Task brief |
In the records below, find the line holding "Target: wet rock surface" and the line holding "point_to MUST indicate the bare". Set down both, with every line between them, exactly.

Task inputs |
□ □ □
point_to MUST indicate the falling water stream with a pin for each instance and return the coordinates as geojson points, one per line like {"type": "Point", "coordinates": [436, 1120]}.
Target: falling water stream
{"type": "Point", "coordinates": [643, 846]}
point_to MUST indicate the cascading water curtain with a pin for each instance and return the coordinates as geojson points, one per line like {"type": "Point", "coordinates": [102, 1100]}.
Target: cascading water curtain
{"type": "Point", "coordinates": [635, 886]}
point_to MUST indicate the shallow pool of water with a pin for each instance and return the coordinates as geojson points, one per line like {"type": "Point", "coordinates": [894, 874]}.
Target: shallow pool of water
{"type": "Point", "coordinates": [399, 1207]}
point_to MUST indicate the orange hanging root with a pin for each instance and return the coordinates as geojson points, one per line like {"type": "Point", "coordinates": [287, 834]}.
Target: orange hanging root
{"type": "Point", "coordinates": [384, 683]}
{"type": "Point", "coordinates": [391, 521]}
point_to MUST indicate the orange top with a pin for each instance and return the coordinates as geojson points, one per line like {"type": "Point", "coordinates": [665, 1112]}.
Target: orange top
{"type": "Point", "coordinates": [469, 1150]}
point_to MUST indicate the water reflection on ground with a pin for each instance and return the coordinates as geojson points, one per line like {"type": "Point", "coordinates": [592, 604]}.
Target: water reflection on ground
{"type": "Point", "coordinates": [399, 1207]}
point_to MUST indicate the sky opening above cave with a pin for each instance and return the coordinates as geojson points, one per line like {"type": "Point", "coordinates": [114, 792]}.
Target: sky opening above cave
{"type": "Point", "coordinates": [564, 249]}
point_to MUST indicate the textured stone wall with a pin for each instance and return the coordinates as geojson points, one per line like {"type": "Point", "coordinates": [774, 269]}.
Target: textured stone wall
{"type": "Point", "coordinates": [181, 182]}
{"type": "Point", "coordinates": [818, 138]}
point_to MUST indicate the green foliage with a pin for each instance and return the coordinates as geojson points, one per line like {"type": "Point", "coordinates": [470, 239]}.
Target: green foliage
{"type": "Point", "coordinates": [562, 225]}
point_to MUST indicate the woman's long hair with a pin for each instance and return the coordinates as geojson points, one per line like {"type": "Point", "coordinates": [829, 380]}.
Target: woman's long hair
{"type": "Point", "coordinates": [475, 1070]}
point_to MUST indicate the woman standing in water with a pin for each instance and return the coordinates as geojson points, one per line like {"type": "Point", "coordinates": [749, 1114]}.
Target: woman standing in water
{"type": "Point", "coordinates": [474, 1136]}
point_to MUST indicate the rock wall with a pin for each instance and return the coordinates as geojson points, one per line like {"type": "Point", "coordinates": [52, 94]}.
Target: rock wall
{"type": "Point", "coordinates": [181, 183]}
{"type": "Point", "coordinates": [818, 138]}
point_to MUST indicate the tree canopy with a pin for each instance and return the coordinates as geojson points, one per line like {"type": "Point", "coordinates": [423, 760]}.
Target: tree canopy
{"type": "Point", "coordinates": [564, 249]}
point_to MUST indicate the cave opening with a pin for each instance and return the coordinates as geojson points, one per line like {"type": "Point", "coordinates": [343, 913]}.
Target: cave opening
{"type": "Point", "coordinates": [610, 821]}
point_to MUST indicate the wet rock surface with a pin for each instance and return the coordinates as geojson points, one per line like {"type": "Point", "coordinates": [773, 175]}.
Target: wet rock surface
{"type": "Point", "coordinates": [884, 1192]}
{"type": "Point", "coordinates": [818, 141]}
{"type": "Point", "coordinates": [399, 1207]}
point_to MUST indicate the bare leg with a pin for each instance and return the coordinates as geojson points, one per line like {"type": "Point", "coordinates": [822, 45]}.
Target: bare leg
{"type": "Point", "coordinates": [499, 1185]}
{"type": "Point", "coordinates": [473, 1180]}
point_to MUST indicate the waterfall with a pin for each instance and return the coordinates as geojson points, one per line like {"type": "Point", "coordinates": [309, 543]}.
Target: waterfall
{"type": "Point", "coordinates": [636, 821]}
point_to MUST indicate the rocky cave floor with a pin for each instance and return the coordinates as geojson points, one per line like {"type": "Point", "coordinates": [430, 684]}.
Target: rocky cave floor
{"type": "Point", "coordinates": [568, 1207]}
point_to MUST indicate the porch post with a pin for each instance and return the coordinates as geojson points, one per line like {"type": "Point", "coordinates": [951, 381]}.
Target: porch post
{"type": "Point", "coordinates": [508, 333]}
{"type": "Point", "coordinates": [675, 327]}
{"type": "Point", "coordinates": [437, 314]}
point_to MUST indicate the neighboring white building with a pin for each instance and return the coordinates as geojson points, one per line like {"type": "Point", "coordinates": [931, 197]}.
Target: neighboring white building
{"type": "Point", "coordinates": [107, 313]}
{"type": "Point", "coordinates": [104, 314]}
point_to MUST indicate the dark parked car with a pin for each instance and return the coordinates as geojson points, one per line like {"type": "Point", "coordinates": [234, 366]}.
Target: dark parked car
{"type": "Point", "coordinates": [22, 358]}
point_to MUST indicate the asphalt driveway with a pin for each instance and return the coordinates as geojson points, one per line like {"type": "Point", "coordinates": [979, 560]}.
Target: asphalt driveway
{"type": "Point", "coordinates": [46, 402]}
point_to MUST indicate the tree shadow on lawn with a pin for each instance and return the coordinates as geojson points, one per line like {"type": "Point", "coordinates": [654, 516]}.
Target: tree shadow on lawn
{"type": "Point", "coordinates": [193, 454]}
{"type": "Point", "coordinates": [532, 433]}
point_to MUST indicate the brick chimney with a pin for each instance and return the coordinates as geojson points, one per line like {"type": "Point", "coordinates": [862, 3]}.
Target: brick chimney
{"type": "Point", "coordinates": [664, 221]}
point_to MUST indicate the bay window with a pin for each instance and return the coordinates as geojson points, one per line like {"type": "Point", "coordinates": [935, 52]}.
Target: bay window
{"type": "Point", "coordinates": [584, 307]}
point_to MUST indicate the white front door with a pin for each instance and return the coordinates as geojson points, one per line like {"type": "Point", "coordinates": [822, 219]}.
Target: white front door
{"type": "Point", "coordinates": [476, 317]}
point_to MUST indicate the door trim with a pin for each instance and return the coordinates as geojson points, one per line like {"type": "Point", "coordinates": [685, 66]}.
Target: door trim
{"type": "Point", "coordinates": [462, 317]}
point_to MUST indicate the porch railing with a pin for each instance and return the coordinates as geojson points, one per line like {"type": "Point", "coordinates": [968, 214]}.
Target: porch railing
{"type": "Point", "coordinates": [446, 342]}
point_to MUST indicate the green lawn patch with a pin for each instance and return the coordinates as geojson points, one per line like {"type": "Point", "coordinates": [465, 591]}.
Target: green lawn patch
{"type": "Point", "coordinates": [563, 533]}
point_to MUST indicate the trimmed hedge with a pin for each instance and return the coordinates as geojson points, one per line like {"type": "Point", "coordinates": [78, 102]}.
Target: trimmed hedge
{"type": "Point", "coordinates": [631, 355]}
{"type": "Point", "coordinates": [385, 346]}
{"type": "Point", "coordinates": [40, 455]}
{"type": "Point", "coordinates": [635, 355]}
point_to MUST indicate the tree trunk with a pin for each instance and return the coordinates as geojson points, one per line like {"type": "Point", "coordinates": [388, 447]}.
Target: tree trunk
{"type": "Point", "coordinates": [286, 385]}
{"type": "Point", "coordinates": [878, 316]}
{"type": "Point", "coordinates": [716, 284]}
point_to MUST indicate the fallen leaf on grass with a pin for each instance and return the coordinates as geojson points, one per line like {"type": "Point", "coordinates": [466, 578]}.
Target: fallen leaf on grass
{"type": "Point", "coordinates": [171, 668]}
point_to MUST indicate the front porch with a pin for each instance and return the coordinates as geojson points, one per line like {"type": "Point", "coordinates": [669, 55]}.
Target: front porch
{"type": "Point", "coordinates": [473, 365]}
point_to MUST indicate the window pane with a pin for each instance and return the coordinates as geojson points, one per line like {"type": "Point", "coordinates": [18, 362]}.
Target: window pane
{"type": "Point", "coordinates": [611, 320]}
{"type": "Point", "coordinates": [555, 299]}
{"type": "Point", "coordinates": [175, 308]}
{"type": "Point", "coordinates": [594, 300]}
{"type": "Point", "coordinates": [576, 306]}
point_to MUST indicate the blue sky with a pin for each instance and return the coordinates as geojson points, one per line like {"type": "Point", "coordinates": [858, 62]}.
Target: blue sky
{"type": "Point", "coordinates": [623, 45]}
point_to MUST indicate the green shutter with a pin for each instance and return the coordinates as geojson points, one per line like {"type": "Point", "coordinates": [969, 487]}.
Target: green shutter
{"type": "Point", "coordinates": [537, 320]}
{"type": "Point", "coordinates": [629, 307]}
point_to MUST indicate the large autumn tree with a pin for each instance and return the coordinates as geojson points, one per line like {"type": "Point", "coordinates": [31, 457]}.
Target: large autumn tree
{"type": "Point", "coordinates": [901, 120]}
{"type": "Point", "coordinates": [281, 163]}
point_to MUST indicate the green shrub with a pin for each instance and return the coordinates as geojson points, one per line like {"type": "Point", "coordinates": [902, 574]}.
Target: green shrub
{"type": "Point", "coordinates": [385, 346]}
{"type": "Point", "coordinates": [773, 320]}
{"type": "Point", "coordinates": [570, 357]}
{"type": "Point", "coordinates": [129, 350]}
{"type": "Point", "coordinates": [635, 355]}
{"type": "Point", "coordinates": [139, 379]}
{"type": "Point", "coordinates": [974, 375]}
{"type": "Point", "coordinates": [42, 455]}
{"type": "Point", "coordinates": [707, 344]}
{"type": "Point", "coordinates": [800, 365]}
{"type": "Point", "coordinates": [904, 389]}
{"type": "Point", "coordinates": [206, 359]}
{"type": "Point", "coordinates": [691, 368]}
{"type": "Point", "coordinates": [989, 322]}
□ □ □
Solution to this problem |
Target: wet rock surface
{"type": "Point", "coordinates": [884, 1192]}
{"type": "Point", "coordinates": [818, 141]}
{"type": "Point", "coordinates": [399, 1207]}
point_to MUST indicate the bare leg with a pin for each instance and return the coordinates as geojson points, one per line like {"type": "Point", "coordinates": [822, 45]}.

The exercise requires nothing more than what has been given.